Restate the full set of records exactly, word for word.

Location labeling records:
begin

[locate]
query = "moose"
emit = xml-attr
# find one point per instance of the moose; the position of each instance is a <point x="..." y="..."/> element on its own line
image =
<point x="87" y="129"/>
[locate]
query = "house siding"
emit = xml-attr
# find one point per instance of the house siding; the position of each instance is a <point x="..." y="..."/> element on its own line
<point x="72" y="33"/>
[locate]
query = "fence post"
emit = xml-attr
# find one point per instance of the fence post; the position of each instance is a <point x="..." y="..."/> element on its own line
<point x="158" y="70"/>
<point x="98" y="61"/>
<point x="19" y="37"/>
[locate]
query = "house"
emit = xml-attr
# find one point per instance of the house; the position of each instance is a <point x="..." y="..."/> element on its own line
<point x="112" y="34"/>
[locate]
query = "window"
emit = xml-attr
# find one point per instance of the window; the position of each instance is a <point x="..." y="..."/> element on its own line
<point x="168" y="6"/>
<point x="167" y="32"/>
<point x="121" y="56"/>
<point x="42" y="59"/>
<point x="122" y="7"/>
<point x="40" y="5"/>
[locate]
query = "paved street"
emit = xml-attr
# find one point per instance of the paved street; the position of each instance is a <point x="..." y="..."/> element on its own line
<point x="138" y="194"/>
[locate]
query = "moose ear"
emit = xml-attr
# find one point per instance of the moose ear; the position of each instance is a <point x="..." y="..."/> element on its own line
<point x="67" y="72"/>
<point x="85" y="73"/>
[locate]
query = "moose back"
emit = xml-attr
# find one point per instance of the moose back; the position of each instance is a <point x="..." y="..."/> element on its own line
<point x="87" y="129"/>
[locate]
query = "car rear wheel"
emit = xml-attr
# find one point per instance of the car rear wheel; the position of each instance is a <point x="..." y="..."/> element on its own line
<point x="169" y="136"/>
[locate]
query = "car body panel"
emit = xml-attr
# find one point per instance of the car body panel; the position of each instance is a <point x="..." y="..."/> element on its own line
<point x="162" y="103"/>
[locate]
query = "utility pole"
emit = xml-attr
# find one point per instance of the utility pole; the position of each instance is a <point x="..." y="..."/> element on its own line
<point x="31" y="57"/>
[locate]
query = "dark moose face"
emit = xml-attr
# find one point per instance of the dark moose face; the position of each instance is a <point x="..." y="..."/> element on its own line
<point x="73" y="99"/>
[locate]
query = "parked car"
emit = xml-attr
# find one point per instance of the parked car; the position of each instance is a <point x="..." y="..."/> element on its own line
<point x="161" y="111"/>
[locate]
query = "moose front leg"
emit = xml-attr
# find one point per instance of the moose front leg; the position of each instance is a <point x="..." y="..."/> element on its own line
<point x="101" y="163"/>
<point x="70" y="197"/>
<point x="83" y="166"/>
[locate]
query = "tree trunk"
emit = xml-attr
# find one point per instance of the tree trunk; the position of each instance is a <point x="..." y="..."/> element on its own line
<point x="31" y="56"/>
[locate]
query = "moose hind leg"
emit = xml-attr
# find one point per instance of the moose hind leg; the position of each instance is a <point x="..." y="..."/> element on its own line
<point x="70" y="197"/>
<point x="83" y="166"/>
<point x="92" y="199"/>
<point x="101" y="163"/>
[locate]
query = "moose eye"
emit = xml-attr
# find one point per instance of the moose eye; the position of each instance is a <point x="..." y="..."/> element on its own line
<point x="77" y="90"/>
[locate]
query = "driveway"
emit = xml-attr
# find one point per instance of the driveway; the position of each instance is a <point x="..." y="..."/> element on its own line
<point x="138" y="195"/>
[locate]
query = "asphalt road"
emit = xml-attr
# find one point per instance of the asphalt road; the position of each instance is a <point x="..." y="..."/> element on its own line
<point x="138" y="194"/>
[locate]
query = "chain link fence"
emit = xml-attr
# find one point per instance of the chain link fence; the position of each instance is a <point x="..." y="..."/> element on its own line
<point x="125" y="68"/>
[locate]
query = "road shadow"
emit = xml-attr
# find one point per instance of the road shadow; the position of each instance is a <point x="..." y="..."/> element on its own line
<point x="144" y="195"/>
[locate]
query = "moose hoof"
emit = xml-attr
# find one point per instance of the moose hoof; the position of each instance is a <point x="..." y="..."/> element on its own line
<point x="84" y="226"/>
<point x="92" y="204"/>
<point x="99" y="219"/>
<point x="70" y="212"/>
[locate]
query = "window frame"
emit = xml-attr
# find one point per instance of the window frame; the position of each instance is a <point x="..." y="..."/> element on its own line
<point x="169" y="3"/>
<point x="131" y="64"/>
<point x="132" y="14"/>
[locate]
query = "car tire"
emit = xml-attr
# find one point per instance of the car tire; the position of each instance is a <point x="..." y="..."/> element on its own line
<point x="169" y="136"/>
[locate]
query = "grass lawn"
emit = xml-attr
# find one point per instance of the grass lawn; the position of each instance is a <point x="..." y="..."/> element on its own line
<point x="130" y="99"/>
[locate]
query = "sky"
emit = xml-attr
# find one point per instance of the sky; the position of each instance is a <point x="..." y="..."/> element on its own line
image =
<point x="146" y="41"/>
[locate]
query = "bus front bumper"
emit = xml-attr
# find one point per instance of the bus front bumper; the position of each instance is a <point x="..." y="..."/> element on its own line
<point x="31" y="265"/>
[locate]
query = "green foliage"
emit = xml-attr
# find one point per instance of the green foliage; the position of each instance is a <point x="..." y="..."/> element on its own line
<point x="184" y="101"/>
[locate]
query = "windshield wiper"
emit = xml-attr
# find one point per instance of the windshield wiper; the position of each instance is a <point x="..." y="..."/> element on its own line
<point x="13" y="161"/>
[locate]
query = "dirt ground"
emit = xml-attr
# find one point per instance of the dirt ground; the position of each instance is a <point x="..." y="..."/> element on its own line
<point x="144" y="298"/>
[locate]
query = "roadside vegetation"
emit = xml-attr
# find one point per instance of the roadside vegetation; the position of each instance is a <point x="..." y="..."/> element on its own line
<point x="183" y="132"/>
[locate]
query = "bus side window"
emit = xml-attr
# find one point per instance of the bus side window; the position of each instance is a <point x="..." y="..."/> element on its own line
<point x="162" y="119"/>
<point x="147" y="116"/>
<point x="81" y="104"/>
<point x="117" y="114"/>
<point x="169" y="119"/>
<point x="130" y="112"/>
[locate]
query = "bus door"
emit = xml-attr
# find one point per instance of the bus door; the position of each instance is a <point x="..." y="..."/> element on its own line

end

▶ **SOLUTION**:
[locate]
query = "moose"
emit = xml-attr
# find one point per instance of the moose; the position of each instance is a <point x="..." y="..."/> element on its own line
image =
<point x="87" y="129"/>
[locate]
query = "house siding"
emit = xml-attr
# find one point per instance of the house siding; the position of each instance is a <point x="..." y="..."/> element on its own line
<point x="72" y="33"/>
[locate]
query = "fence post"
emit = xml-attr
# find one point per instance of the fence post; the position of each instance is a <point x="..." y="..."/> element on its own line
<point x="158" y="70"/>
<point x="98" y="61"/>
<point x="19" y="37"/>
[locate]
query = "house"
emit = xml-attr
# find one point per instance of the house; the position of each instance is a <point x="..." y="..."/> element on its own line
<point x="112" y="34"/>
[locate]
query = "window"
emit = xml-attr
# find one point per instance of the window; the position of each instance is a <point x="..." y="..."/> element on its own line
<point x="168" y="6"/>
<point x="167" y="32"/>
<point x="121" y="56"/>
<point x="42" y="59"/>
<point x="122" y="7"/>
<point x="40" y="5"/>
[locate]
query = "paved street"
emit = xml-attr
# find one point per instance of the paved street; the position of each instance is a <point x="..." y="..."/> element on its own line
<point x="138" y="194"/>
[locate]
query = "moose ear"
emit = xml-attr
# find one point per instance of the moose ear; the position of each instance is a <point x="..." y="..."/> element on its own line
<point x="67" y="72"/>
<point x="85" y="73"/>
[locate]
query = "moose back"
emit = xml-attr
# find one point per instance of the moose back; the position of each instance is a <point x="..." y="..."/> element on its own line
<point x="87" y="129"/>
[locate]
query = "car rear wheel"
emit = xml-attr
# find one point per instance of the car rear wheel; the position of each instance is a <point x="..." y="..."/> element on its own line
<point x="169" y="136"/>
[locate]
query = "car body panel"
emit = xml-attr
# find one point per instance of the car body panel; the position of each instance is a <point x="..." y="..."/> element on its own line
<point x="162" y="103"/>
[locate]
query = "utility pole"
emit = xml-attr
# find one point per instance of the utility pole; the position of each instance is a <point x="..." y="..."/> element on its own line
<point x="31" y="57"/>
[locate]
query = "dark moose face"
emit = xml-attr
# find one point per instance of the dark moose face; the position of each instance is a <point x="..." y="..."/> element on its own line
<point x="73" y="99"/>
[locate]
query = "parked car"
emit = xml-attr
# find one point per instance of the parked car; the position of each instance is a <point x="..." y="..."/> element on its own line
<point x="161" y="111"/>
[locate]
query = "moose front leg"
emit = xml-attr
# find one point per instance of the moose front leg; the position of each instance is a <point x="..." y="..."/> element on its own line
<point x="101" y="163"/>
<point x="70" y="197"/>
<point x="83" y="166"/>
[locate]
query = "tree trunk"
emit = xml-attr
# find one point per instance of the tree trunk; the position of each instance is a <point x="..." y="..."/> element on its own line
<point x="31" y="56"/>
[locate]
query = "moose hind leg"
emit = xml-attr
# find one point per instance of the moose hind leg; the position of each instance is a <point x="..." y="..."/> element on its own line
<point x="70" y="197"/>
<point x="83" y="166"/>
<point x="92" y="199"/>
<point x="101" y="163"/>
[locate]
query = "moose eye"
emit = xml-attr
# find one point per instance of the moose eye; the position of each instance is a <point x="..." y="..."/> element on its own line
<point x="77" y="90"/>
[locate]
query = "driveway"
emit = xml-attr
# find one point per instance of the driveway; the position of each instance is a <point x="..." y="..."/> element on its own line
<point x="138" y="195"/>
[locate]
query = "asphalt road"
emit = xml-attr
# find one point per instance of the asphalt road; the position of each instance is a <point x="..." y="..."/> element on its own line
<point x="138" y="194"/>
[locate]
query = "chain link fence"
emit = xml-attr
# find one point per instance of the chain link fence; the position of each instance is a <point x="..." y="..."/> element on its own line
<point x="125" y="68"/>
[locate]
query = "road shadow"
emit = xml-attr
# find one point per instance of the road shadow; the position of each instance is a <point x="..." y="..."/> element on its own line
<point x="144" y="195"/>
[locate]
query = "moose hoof"
emit = xml-attr
# find one point per instance of the moose hoof; the position of each instance is a <point x="..." y="..."/> element on its own line
<point x="84" y="226"/>
<point x="92" y="204"/>
<point x="99" y="219"/>
<point x="70" y="212"/>
[locate]
query = "window frame"
emit = xml-attr
# find one point per instance of the window frame; the position of each instance is a <point x="..." y="..."/> element on its own line
<point x="169" y="3"/>
<point x="131" y="64"/>
<point x="132" y="14"/>
[locate]
query = "car tire"
emit = xml-attr
# find one point per instance of the car tire; the position of each instance is a <point x="..." y="..."/> element on its own line
<point x="169" y="136"/>
[locate]
query = "grass lawn"
emit = xml-attr
# find one point per instance of the grass lawn; the position of each instance is a <point x="..." y="..."/> element on its own line
<point x="130" y="99"/>
[locate]
query = "sky"
emit = xml-attr
# find one point per instance of the sky; the position of each instance is a <point x="..." y="..."/> element on its own line
image =
<point x="146" y="41"/>
[locate]
query = "bus front bumper"
emit = xml-attr
# find one point per instance of the bus front bumper; the position of each instance is a <point x="..." y="..."/> element on its own line
<point x="31" y="265"/>
[locate]
query = "green foliage"
emit = xml-attr
# find one point per instance of the green foliage; the position of each instance is a <point x="..." y="..."/> element on its own line
<point x="184" y="101"/>
[locate]
query = "windshield wiper"
emit = xml-attr
# find one point per instance of the windshield wiper; the position of each instance is a <point x="..." y="..."/> element on its own line
<point x="13" y="161"/>
[locate]
query = "dirt ground"
emit = xml-attr
# find one point per instance of the dirt ground; the position of each instance is a <point x="..." y="..."/> element on its own line
<point x="144" y="298"/>
[locate]
query = "roadside vegetation"
emit = xml-attr
# find one point per instance of the roadside vegetation; the position of each instance is a <point x="..." y="..."/> element on its own line
<point x="183" y="132"/>
[locate]
query = "bus side window"
emit = xml-attr
# find one point per instance of the bus side window; the position of each instance is a <point x="..." y="..."/> element on its own line
<point x="162" y="119"/>
<point x="147" y="116"/>
<point x="81" y="104"/>
<point x="117" y="114"/>
<point x="169" y="119"/>
<point x="130" y="112"/>
[locate]
query = "bus door"
emit = xml-attr
# find one point per instance of the bus door; the position of each instance is a <point x="..." y="..."/> element on its own line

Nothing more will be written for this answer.